Position annotation records
——————————

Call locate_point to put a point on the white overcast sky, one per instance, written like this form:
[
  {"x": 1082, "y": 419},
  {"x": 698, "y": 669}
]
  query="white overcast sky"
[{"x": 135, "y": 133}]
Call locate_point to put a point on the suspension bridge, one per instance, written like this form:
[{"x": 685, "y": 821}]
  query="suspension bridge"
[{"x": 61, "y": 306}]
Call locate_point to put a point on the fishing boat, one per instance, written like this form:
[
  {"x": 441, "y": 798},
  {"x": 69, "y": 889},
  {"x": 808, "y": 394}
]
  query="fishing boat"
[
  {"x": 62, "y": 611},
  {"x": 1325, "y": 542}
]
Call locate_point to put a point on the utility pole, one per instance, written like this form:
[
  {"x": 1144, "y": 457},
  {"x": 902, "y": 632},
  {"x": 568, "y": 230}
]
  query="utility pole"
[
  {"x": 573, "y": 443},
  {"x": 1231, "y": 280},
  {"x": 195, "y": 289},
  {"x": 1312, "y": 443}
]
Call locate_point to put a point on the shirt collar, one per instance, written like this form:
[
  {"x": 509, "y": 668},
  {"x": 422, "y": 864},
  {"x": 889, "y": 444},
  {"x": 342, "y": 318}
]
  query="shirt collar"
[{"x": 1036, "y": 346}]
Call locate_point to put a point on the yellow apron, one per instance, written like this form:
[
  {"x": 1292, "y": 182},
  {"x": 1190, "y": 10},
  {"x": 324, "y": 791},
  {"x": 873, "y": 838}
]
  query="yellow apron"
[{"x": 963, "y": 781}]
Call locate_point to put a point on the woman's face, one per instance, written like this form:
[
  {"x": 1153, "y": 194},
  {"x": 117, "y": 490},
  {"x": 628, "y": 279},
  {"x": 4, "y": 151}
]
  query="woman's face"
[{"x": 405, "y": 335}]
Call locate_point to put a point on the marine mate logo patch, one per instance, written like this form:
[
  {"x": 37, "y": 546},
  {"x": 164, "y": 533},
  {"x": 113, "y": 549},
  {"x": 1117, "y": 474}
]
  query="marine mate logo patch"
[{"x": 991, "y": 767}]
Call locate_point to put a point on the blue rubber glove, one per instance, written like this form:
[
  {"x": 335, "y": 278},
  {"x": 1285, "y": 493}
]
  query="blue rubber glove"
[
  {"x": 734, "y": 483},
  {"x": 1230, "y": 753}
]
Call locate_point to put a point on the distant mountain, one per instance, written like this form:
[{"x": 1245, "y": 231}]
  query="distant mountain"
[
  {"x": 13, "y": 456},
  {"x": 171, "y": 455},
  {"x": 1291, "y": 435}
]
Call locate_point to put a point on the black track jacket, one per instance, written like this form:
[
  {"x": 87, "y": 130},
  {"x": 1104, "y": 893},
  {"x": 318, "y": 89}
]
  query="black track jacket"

——————————

### [What you need to do]
Only the lines from the one with "Call locate_point to put a point on the distant" through the end of the material are wanted; copy them exactly, both ends included.

### [Full answer]
Call locate_point to put a point on the distant mountain, one per instance, written like this form:
[{"x": 1245, "y": 231}]
  query="distant mountain"
[
  {"x": 13, "y": 456},
  {"x": 171, "y": 455},
  {"x": 1291, "y": 435}
]
Call locate_point to put a point on the black track jacket, one per instance, written like this form:
[
  {"x": 87, "y": 130},
  {"x": 1104, "y": 893},
  {"x": 318, "y": 89}
]
  query="black track jacket"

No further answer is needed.